> _GOAL_: Could you reproduce the material below line for line, changing nothing?

> _DATA SHOWN_:
- - -
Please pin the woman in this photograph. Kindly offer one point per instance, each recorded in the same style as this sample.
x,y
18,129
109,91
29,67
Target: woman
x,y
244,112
- - -
> _OUTPUT OF THE TASK_:
Please pin the woman in this photograph. Kindly offer one point per instance, each recorded in the same style as this sample.
x,y
18,129
109,91
29,67
Target: woman
x,y
244,112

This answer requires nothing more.